**BRIEF:**
In the listing below, find the line containing "202L533 190L471 182L442" and the line containing "box: [210, 85, 226, 107]". Repeat exactly those two lines and every line between them, nothing more.

**RECORDS PROVIDED:**

————

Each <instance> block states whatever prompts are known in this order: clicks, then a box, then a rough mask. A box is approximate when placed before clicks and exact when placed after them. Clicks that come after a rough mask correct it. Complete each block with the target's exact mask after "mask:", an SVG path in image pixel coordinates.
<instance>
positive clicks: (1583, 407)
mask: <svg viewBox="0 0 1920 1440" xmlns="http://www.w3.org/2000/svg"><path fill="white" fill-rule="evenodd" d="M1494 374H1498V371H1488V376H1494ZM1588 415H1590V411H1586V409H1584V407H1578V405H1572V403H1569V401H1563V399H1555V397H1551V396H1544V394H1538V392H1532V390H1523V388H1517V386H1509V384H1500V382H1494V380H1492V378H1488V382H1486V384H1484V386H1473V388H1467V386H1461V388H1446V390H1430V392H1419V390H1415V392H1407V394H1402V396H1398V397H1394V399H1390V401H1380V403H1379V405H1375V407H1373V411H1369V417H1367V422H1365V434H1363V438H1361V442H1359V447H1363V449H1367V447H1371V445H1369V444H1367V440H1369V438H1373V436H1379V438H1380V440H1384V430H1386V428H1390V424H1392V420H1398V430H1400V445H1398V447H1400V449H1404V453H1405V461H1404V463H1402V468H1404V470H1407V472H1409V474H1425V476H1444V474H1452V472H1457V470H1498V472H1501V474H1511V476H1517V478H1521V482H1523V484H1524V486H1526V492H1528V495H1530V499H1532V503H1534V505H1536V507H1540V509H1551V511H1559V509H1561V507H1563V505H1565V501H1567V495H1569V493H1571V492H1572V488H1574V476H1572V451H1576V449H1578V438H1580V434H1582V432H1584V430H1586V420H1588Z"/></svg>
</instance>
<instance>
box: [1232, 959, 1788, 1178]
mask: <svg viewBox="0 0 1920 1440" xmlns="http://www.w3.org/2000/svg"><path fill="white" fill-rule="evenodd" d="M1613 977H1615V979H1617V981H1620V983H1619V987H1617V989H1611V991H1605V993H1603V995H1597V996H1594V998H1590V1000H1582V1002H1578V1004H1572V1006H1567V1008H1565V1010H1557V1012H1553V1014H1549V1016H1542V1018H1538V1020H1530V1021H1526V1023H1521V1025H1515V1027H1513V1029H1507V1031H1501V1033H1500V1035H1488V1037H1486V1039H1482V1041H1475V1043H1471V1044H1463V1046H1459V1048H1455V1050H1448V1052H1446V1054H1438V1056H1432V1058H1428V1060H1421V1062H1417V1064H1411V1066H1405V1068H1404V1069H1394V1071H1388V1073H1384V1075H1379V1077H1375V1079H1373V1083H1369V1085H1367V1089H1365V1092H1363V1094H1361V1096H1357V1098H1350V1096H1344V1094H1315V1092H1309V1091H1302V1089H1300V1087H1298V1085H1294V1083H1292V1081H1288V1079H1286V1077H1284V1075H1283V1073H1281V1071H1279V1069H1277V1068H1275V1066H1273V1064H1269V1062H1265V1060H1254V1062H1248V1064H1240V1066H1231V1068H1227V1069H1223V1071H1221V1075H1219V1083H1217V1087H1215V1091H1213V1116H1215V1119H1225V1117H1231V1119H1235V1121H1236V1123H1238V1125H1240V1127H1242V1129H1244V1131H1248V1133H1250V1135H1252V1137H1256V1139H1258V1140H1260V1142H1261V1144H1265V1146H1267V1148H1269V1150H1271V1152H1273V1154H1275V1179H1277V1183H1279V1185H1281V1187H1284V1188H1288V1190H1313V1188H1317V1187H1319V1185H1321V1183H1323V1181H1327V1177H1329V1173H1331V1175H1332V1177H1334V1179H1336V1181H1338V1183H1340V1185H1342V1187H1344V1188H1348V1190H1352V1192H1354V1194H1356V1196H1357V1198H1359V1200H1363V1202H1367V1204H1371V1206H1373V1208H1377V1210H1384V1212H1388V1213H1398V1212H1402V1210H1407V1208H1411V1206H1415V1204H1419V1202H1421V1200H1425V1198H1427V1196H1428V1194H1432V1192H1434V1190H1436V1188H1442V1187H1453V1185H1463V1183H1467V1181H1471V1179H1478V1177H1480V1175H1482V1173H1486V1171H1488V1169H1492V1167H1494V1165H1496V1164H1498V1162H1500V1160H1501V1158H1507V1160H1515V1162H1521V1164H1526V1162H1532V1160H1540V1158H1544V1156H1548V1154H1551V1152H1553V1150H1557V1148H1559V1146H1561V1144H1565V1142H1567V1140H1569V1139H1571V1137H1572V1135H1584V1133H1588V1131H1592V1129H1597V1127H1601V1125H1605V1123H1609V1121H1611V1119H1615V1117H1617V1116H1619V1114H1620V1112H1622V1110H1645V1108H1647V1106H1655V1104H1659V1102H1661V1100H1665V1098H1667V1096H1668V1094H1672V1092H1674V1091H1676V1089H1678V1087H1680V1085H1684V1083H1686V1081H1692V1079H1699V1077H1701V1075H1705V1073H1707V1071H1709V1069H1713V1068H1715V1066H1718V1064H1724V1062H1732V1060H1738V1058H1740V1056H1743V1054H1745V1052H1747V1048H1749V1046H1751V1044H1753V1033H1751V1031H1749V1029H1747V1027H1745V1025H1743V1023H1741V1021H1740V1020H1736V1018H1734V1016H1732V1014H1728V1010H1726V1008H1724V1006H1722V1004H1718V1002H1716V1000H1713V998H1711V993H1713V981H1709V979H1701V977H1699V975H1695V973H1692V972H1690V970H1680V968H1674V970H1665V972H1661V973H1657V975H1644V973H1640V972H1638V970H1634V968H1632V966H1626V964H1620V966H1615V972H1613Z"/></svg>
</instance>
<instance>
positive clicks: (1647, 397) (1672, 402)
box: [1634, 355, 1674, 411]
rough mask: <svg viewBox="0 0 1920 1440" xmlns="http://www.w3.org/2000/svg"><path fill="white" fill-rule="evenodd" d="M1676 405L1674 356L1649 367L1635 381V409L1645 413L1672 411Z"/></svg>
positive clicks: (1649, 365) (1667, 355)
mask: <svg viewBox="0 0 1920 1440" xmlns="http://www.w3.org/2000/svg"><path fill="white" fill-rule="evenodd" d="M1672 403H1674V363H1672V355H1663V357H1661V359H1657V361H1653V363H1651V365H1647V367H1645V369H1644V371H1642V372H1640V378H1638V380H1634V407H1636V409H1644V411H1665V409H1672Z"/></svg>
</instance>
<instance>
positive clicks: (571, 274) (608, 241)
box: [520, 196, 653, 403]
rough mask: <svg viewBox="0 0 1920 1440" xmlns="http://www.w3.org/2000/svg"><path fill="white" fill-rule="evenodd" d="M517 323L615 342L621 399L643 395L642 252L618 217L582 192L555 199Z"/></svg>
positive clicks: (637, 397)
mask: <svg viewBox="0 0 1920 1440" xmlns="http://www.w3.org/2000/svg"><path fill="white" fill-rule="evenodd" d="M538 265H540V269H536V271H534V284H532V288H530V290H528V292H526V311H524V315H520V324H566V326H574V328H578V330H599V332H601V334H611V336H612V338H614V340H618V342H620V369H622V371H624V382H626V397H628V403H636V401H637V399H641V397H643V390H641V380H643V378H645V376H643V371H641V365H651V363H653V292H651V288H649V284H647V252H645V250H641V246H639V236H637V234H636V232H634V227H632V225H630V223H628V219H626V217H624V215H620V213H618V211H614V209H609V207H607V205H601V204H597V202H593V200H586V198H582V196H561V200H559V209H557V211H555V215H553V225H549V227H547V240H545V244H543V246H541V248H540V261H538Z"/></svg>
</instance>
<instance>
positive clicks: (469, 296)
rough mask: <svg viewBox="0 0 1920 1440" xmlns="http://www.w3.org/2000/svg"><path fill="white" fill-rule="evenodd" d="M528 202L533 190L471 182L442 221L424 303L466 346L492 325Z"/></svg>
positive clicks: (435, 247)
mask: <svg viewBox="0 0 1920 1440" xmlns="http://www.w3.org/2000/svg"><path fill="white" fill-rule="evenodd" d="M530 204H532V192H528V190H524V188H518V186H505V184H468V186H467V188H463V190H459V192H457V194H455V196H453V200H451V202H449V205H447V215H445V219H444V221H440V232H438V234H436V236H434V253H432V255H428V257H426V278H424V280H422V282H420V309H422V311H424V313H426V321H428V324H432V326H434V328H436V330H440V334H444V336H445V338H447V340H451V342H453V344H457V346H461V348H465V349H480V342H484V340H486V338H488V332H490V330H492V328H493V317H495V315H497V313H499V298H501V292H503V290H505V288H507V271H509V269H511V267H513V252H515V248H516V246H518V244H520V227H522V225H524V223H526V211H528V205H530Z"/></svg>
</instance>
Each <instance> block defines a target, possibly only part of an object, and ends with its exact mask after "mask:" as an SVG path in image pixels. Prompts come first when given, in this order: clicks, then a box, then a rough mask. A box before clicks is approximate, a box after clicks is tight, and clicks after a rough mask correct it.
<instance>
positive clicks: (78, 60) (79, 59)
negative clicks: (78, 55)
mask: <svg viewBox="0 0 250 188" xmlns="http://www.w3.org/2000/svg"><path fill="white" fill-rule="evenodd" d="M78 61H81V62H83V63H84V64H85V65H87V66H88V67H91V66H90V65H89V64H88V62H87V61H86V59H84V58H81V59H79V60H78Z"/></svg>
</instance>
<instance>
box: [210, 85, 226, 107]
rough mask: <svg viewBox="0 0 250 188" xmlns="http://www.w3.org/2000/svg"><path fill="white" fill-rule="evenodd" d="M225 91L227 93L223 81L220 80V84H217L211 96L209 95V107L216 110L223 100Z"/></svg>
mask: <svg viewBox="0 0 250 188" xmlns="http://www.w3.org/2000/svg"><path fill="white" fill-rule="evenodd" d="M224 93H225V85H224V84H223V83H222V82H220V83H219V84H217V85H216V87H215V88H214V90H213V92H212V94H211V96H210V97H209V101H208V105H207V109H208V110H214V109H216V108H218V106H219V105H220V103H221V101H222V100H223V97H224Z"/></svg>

————

**TASK OUTPUT:**
rough mask: <svg viewBox="0 0 1920 1440" xmlns="http://www.w3.org/2000/svg"><path fill="white" fill-rule="evenodd" d="M528 202L533 190L471 182L442 221L424 303L466 346L492 325Z"/></svg>
positive clicks: (435, 247)
mask: <svg viewBox="0 0 1920 1440" xmlns="http://www.w3.org/2000/svg"><path fill="white" fill-rule="evenodd" d="M530 204H532V192H528V190H524V188H518V186H505V184H468V186H467V188H463V190H459V192H457V194H455V196H453V200H451V202H449V205H447V215H445V219H444V221H440V232H438V234H436V236H434V253H432V255H428V257H426V278H424V280H422V282H420V309H422V311H424V313H426V321H428V324H432V326H434V328H436V330H440V334H444V336H445V338H447V340H451V342H453V344H457V346H461V348H465V349H480V342H484V340H486V338H488V332H490V330H492V328H493V317H495V315H497V313H499V298H501V292H503V290H505V288H507V271H509V269H511V267H513V252H515V248H516V246H518V244H520V227H522V225H524V223H526V211H528V205H530Z"/></svg>
</instance>
Each <instance> block defines a target, possibly only part of an object, and ends with its exact mask after "mask:" as an SVG path in image pixels. Prompts come first when given, in this order: clicks, then a box, then a rough mask. A box before clicks is approximate, a box after clicks is tight, and clicks after a rough mask correct it.
<instance>
positive clicks: (78, 60) (79, 59)
negative clicks: (78, 55)
mask: <svg viewBox="0 0 250 188" xmlns="http://www.w3.org/2000/svg"><path fill="white" fill-rule="evenodd" d="M78 61H81V62H83V63H84V64H85V65H87V66H88V67H91V66H90V65H89V64H88V62H87V61H86V59H84V58H81V59H79V60H78Z"/></svg>
</instance>
<instance>
box: [210, 85, 226, 107]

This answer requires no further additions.